### [DIRECTIONS FOR THIS TASK]
Once the line with "Target: elbow" is found in the material, write out that line and every later line exactly, through the end.

### [GIVEN RECORDS]
:::::

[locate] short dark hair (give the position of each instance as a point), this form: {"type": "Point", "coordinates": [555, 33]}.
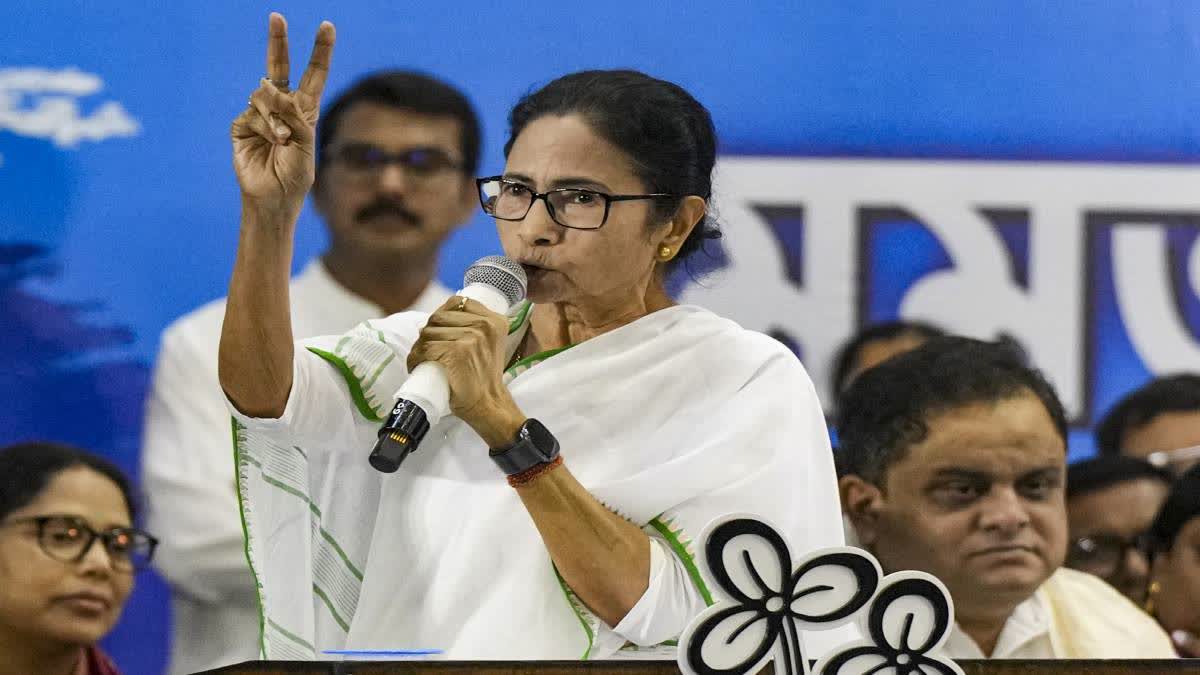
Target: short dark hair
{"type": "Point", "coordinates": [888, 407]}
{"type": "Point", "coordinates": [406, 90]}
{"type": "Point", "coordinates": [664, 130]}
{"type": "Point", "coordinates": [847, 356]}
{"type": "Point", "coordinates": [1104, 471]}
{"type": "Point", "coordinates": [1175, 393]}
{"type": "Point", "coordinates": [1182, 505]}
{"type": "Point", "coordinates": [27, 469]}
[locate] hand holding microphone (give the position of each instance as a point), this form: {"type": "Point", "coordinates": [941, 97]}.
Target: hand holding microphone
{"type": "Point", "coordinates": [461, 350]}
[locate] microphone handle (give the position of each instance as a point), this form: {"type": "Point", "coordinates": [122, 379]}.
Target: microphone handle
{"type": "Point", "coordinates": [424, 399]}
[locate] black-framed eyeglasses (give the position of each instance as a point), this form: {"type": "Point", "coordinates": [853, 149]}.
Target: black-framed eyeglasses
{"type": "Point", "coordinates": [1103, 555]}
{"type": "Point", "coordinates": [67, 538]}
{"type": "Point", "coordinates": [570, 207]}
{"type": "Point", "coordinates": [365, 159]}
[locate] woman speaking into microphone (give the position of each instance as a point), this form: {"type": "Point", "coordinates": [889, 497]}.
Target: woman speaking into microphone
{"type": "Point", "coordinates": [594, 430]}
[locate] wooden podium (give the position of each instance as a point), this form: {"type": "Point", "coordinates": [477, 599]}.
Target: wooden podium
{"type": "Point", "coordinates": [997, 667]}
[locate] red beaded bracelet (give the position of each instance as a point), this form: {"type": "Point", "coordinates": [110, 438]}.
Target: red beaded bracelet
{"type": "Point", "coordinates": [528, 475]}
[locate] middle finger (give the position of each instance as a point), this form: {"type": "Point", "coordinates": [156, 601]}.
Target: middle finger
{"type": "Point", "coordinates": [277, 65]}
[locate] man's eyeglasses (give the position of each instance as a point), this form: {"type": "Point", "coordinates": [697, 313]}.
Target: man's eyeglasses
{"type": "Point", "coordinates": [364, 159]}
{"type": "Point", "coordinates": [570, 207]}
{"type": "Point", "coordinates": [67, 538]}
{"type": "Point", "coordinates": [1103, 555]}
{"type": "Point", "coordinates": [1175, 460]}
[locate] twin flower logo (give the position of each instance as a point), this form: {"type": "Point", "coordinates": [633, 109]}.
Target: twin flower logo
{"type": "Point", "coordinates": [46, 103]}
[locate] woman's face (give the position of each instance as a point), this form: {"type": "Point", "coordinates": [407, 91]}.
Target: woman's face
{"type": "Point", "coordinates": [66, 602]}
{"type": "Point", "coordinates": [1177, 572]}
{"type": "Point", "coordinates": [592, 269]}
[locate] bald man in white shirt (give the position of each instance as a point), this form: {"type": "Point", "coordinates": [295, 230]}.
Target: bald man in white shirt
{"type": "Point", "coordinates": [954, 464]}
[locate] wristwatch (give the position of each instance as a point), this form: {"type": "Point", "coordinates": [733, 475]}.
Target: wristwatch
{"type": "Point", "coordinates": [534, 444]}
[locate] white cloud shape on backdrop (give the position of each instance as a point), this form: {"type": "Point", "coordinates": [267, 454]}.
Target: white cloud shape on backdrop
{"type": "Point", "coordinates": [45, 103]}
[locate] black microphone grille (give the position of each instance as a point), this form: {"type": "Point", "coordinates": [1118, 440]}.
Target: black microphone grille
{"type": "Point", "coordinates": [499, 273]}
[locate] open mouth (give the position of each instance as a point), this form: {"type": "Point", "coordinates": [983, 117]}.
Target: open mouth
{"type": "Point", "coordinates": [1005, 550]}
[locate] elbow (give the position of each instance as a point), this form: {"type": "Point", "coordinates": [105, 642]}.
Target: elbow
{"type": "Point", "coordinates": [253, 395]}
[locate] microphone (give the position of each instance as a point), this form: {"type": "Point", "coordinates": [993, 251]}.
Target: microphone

:::::

### [YOUR RESPONSE]
Target: elbow
{"type": "Point", "coordinates": [253, 395]}
[locate] microphone (give the position of each instance as a point), this form: {"type": "Point", "coordinates": [993, 251]}.
Target: microphone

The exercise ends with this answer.